▶ _Textausschnitt_
Laut Süddeutscher Zeitung haben zum Beispiel 40 Prozent der Patientinnen und Patienten der Long-Covid-Sprechstunde des Uniklinikums im Saarland gar kein Long Covid. An der Ambulanz in Aachen sollen es 30 Prozent sein. Manchmal steckt eben auch ein unerkanntes Asthma, Herzkrankheiten oder eine Stoffwechselstörung hinter den Beschwerden.
Was ist inzwischen über die Ursachen von Long Covid bekannt?
Da gibt es spannende neue Erkenntnisse. Vermutlich spielt ein bestimmter Teil unseres Immunsystems dabei eine Schlüsselrolle: das sogenannte Komplementsystem. Das gehört zum angeborenen Immunsystem und dient dazu, Krankheitserreger in Schach zu halten. Bei einer Infektion mit SARS-CoV-2 wird es aktiviert – und sollte sich danach wieder abschalten. Aber bei einigen Menschen scheint die körpereigene Abwehr aktiv zu bleiben.
Im Januar ist dazu im Fachmagazin Science eine Studie der Uni Zürich erschienen. Darin haben die Forschenden im Blut von Long-Covid-Patienten Spuren eines überaktiven Komplementsystems gefunden.
Das führt wahrscheinlich zu kleinsten Gerinnseln im Blut, schädigt die Blutgefäße und zerstört rote Blutkörperchen. Damit lassen sich Schäden an verschiedensten Zellen und Organen erklären. Das passt auch zu den Beschwerden bei Chronischer Fatigue.
Steht die Ursache von Long Covid jetzt also fest?
Nein, aber es ist eine plausible Vermutung. Es gab auch kritische Stimmen zu der Studie, die sagten, die Studie sei zu klein für weitreichende Aussagen. Sie umfasste rund 140 Probandinnen und Probanden, etwa 40 davon litten an Long Covid.

▶ _Material zur Auswertung_
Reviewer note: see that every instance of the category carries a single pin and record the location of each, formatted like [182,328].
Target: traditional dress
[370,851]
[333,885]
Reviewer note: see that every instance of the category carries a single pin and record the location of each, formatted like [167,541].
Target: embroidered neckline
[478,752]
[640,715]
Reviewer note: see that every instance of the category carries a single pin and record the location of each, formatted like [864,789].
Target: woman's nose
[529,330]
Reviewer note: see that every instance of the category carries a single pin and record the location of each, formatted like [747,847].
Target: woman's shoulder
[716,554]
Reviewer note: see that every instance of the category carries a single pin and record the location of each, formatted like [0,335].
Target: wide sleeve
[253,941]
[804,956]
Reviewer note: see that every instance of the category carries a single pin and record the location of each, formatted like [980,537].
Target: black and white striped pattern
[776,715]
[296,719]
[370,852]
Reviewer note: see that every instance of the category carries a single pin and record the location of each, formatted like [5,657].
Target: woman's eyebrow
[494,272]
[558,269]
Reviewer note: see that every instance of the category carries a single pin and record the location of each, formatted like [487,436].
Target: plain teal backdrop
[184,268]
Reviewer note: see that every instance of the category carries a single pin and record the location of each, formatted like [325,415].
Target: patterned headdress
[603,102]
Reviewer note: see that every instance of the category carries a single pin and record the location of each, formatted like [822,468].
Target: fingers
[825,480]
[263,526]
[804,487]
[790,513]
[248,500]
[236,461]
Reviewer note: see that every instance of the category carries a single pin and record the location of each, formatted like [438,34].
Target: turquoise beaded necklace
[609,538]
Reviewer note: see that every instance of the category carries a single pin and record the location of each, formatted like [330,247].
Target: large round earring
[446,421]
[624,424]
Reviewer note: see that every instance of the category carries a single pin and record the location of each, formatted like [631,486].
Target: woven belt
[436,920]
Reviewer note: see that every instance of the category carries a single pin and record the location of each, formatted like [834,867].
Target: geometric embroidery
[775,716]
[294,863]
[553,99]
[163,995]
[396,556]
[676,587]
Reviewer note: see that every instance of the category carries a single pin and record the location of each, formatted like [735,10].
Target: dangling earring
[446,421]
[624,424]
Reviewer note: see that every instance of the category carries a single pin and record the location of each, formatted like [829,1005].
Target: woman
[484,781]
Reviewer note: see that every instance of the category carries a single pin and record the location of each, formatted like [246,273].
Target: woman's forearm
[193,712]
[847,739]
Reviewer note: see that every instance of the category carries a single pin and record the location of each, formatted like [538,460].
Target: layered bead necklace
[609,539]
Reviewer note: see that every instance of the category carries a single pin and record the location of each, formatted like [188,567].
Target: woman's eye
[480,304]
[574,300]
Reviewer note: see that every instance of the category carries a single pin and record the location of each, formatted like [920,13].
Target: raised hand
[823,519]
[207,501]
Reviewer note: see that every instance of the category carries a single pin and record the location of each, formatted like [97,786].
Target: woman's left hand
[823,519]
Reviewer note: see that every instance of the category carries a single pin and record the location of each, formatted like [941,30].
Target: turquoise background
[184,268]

▶ _Aufgaben zur Übung_
1. Gib den Textausschnitt über Long Covid von „Da gibt es spannende“ bis einschließlich „aktiv zu bleiben.“ wortgetreu wieder.
2. Führe den Textausschnitt über Long Covid im Anschluss an seinen letzten Satz fort.
Das Material hat mit dem Textausschnitt nichts zu tun.

▶ _Erwartete Antworten_
1.
Da gibt es spannende neue Erkenntnisse. Vermutlich spielt ein bestimmter Teil unseres Immunsystems dabei eine Schlüsselrolle: das sogenannte Komplementsystem. Das gehört zum angeborenen Immunsystem und dient dazu, Krankheitserreger in Schach zu halten. Bei einer Infektion mit SARS-CoV-2 wird es aktiviert – und sollte sich danach wieder abschalten. Aber bei einigen Menschen scheint die körpereigene Abwehr aktiv zu bleiben.

2.
Aber dass ein entgleistes Immunsystem eine zentrale Rolle spielt, wird immer klarer. Die Frage ist: Was lässt das Immunsystem entgleisen? Das können zum einen Autoantikörper sein, also ein Angriff auf körpereigene Zellen. Oder Antikörper gegen schlummernde Erreger, die durch eine Corona-Infektion wieder aktiviert werden wie etwa das Epstein-Barr-Virus und andere Herpesviren.
Auch Reste von Covid-Viren können im Körper überdauern und das Immunsystem in Daueralarm versetzen. Das erklärt auch, warum manchmal eine erneute Impfung oder die Behandlung mit Antikörpern gegen Covid helfen kann.
Welche Therapiemöglichkeiten gibt es noch?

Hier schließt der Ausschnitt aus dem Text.